--- begin Text extract ---
On any Dividend Payment Date (as defined below) for which full dividends are not paid, or declared and funds set aside therefor, upon the Series D Shares and other equity securities designated as ranking on parity with the Series D Shares as to payment of dividends (“dividend parity stock”), all dividends paid or declared for payment on that Dividend Payment Date with respect to the Series D Shares and the dividend parity stock shall be shared:

·

first ratably by the holders of any such shares, who have the right to receive dividends with respect to Dividend Periods prior to the then-current Dividend Period, in proportion to the respective amounts of the undeclared and unpaid dividends relating to prior Dividend Periods; and

·

thereafter by the holders of these shares on a pro rata basis.

We have agreed, in the Articles of Amendment to our Amended and Restated Articles of Incorporation establishing the terms of the Series D Shares, not to issue preferred stock having dividend payment dates that are not also Dividend Payment Dates for the Series D Shares.
--- end Text extract ---
--- begin Dataset extract ---
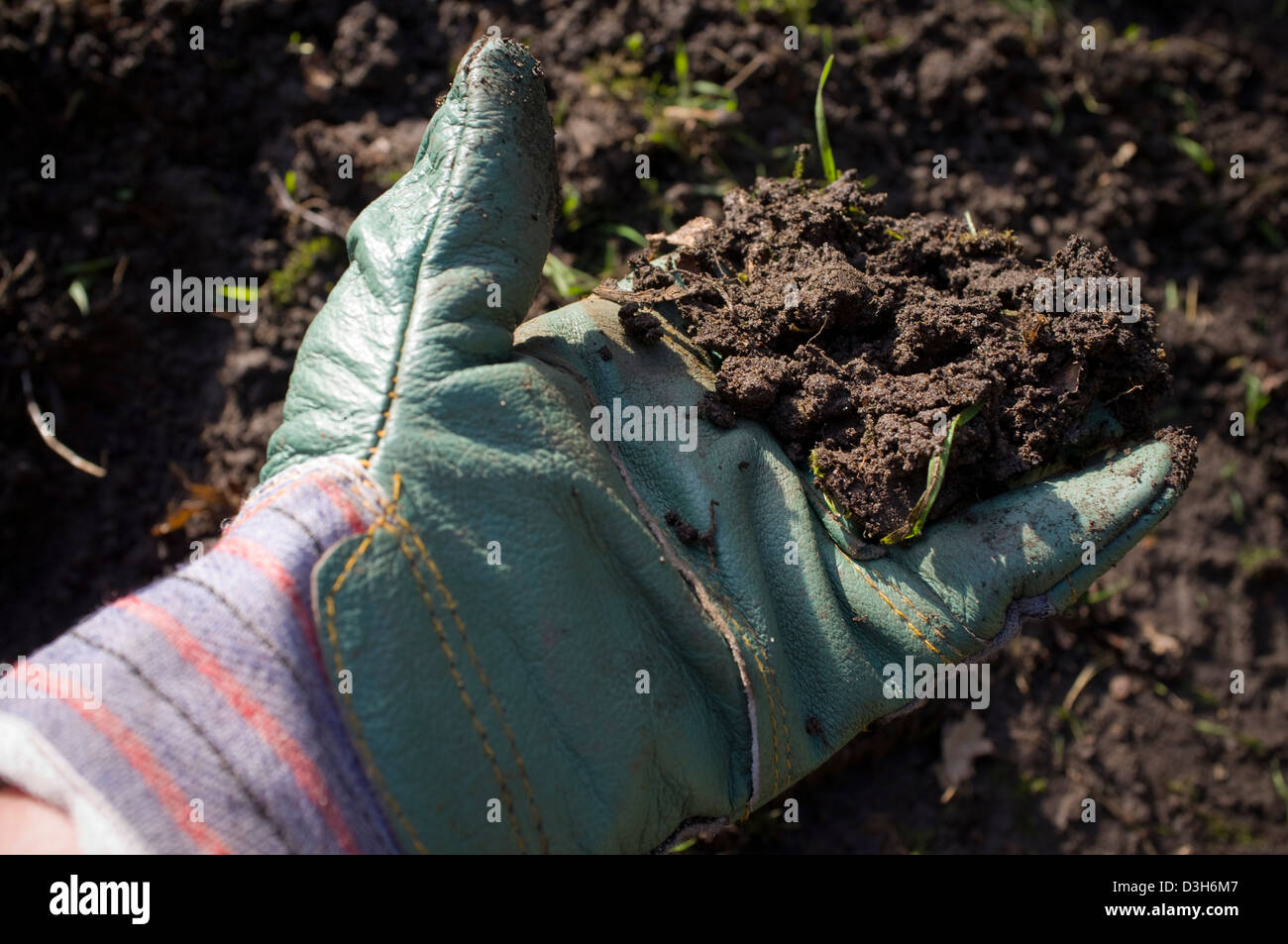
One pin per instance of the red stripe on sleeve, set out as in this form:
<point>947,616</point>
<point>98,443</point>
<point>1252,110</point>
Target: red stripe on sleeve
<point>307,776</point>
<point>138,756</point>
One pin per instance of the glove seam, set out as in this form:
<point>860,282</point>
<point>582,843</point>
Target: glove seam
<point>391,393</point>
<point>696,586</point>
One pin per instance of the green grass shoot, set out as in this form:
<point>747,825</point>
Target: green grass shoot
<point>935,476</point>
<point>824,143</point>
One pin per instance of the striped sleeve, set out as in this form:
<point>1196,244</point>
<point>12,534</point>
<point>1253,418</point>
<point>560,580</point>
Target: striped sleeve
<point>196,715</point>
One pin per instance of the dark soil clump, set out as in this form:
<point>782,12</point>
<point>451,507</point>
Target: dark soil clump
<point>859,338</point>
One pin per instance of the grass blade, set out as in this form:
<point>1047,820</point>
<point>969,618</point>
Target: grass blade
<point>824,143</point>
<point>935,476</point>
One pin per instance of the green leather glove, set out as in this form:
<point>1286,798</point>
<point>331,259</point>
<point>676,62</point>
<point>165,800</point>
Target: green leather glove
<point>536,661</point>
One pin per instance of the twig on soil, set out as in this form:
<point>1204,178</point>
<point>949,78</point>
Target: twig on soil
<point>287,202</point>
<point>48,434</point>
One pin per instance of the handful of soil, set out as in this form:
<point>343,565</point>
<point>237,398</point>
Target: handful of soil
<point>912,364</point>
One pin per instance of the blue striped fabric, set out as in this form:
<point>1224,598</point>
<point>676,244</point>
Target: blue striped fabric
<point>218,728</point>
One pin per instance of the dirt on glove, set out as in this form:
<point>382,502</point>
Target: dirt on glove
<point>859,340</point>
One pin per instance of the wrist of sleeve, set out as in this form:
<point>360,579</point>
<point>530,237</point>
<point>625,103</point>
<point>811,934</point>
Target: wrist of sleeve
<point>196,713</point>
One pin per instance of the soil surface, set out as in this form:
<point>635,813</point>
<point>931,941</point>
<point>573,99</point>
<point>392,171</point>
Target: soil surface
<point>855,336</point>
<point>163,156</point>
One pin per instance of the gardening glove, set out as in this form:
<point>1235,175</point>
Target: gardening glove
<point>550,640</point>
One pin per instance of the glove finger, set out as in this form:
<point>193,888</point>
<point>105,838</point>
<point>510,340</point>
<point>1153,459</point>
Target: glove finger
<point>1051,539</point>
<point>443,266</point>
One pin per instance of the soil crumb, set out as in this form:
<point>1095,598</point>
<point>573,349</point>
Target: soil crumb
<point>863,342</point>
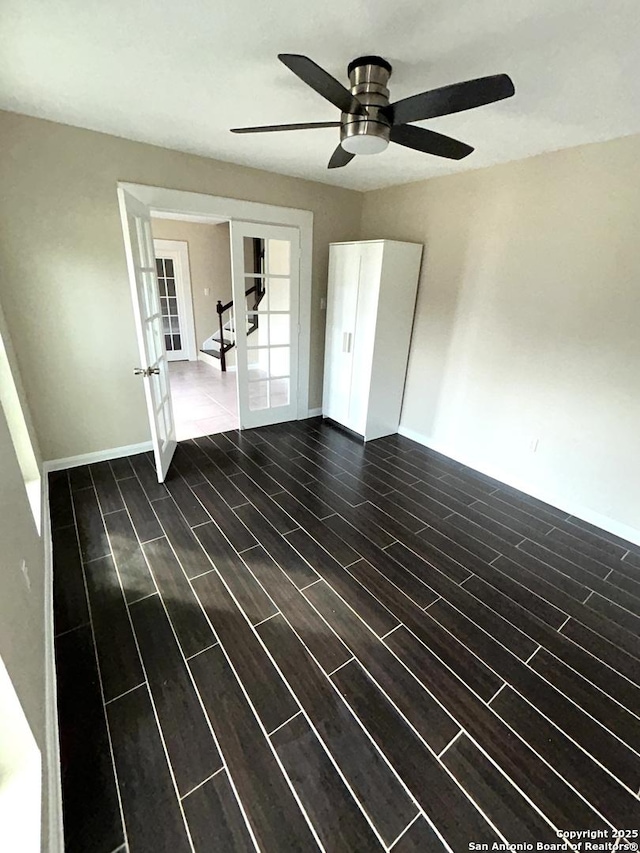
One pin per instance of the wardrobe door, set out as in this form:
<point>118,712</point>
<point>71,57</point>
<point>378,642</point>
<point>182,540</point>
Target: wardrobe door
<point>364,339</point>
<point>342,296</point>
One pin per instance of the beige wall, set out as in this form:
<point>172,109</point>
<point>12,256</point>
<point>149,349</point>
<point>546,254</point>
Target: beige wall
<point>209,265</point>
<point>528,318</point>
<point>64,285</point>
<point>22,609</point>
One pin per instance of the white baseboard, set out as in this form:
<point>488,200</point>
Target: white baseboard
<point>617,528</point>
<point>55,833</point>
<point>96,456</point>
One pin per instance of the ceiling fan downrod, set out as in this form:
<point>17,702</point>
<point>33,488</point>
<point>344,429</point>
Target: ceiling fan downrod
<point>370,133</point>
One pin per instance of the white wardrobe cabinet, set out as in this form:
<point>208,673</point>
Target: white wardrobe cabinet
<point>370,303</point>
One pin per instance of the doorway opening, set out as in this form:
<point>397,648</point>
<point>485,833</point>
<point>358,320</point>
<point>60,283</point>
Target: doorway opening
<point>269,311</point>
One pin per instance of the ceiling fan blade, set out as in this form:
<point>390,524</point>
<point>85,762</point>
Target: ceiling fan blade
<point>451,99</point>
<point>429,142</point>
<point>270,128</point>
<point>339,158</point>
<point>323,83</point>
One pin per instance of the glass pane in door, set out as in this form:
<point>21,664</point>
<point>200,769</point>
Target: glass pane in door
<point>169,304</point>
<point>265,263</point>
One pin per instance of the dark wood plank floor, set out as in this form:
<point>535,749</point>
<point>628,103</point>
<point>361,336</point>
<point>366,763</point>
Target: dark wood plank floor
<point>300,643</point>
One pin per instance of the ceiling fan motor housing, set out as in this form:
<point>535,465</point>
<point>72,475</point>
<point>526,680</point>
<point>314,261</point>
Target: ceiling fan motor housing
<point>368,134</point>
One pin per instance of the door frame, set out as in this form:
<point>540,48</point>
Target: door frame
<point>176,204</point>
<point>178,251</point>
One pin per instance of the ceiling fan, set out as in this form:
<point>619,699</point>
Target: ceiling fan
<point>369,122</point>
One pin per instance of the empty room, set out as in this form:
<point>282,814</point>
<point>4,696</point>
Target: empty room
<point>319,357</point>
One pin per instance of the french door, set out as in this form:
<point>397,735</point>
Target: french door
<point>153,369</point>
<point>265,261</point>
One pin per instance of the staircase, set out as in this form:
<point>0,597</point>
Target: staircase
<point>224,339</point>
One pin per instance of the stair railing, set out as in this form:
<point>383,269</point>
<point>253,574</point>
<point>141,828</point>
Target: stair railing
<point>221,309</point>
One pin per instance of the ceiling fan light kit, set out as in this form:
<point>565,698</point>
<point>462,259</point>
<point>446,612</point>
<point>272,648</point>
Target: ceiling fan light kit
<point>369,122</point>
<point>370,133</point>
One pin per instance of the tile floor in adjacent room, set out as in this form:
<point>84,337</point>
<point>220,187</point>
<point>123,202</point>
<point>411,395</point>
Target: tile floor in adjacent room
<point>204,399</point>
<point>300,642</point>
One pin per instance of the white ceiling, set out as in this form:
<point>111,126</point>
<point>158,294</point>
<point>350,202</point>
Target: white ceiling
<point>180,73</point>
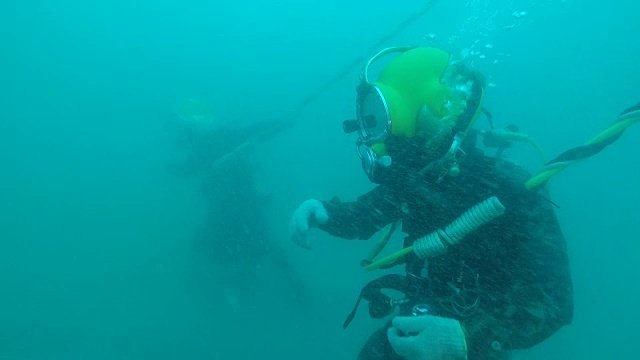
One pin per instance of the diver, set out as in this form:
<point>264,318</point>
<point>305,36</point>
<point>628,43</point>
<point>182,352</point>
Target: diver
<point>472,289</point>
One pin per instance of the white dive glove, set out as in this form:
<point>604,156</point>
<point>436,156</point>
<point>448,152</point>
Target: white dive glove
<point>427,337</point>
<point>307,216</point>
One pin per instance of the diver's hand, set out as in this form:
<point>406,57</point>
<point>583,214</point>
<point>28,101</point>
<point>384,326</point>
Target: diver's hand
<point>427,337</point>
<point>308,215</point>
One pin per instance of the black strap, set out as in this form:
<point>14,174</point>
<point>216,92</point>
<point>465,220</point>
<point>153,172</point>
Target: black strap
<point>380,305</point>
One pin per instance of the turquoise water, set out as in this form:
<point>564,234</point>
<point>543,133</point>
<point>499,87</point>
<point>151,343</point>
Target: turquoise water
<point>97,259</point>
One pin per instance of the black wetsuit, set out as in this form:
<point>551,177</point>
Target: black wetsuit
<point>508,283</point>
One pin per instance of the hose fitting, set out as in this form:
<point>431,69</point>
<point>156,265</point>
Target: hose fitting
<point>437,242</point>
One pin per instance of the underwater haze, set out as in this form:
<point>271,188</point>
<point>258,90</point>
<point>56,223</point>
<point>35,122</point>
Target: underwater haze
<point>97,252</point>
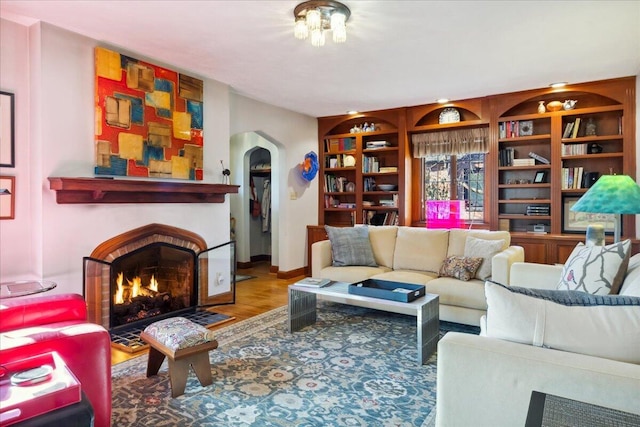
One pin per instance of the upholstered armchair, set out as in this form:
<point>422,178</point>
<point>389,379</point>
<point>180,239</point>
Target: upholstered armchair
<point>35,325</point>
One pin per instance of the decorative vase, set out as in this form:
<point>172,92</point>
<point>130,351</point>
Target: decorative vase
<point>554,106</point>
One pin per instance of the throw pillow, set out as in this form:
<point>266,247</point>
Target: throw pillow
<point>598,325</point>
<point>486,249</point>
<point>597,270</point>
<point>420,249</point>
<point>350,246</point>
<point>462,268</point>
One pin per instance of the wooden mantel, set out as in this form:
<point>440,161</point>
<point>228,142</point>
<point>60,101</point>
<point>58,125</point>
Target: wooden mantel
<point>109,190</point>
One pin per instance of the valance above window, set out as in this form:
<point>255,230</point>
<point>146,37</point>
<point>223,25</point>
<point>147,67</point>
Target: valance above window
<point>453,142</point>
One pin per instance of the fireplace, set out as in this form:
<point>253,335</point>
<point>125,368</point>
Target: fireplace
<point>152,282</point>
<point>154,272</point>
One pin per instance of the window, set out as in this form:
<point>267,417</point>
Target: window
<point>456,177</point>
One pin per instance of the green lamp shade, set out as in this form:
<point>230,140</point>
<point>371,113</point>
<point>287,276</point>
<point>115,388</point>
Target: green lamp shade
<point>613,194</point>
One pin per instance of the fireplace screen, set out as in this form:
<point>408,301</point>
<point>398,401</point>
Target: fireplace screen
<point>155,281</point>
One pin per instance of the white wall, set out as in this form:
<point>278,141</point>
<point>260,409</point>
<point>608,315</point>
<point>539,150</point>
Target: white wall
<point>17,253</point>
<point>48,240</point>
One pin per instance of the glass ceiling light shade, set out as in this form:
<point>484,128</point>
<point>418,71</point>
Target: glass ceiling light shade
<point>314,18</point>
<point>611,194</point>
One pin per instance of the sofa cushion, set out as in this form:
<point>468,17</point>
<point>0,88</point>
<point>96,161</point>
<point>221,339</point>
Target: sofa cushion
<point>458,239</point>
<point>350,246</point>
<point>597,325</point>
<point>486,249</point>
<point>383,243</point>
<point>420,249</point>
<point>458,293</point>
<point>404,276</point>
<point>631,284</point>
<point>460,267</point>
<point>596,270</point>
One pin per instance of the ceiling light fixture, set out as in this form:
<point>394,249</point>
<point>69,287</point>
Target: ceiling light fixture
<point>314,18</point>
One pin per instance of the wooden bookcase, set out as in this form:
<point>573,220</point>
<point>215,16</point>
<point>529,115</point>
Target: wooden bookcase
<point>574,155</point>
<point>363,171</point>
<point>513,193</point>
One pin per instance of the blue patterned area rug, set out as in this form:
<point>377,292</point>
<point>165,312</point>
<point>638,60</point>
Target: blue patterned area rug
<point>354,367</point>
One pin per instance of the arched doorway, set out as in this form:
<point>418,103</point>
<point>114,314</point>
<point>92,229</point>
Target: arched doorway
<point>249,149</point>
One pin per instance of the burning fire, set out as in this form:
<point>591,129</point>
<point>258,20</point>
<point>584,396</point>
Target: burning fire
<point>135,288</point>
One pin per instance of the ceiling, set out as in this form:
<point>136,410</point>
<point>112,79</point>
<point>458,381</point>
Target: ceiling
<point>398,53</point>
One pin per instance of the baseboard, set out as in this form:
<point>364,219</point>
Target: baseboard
--- end Dataset extract ---
• Exercise requirements
a - In the Series D Shares text, what has the company agreed not to issue?
b - In the Series D Shares text, substitute "owners" for "holders" in the passage starting with "first ratably by" and going on through "Series D Shares.".

• Full solutions
a - Preferred stock having dividend payment dates that are not also Dividend Payment Dates for the Series D Shares.

b -
first ratably by the owners of any such shares, who have the right to receive dividends with respect to Dividend Periods prior to the then-current Dividend Period, in proportion to the respective amounts of the undeclared and unpaid dividends relating to prior Dividend Periods; and

·

thereafter by the owners of these shares on a pro rata basis.

We have agreed, in the Articles of Amendment to our Amended and Restated Articles of Incorporation establishing the terms of the Series D Shares, not to issue preferred stock having dividend payment dates that are not also Dividend Payment Dates for the Series D Shares.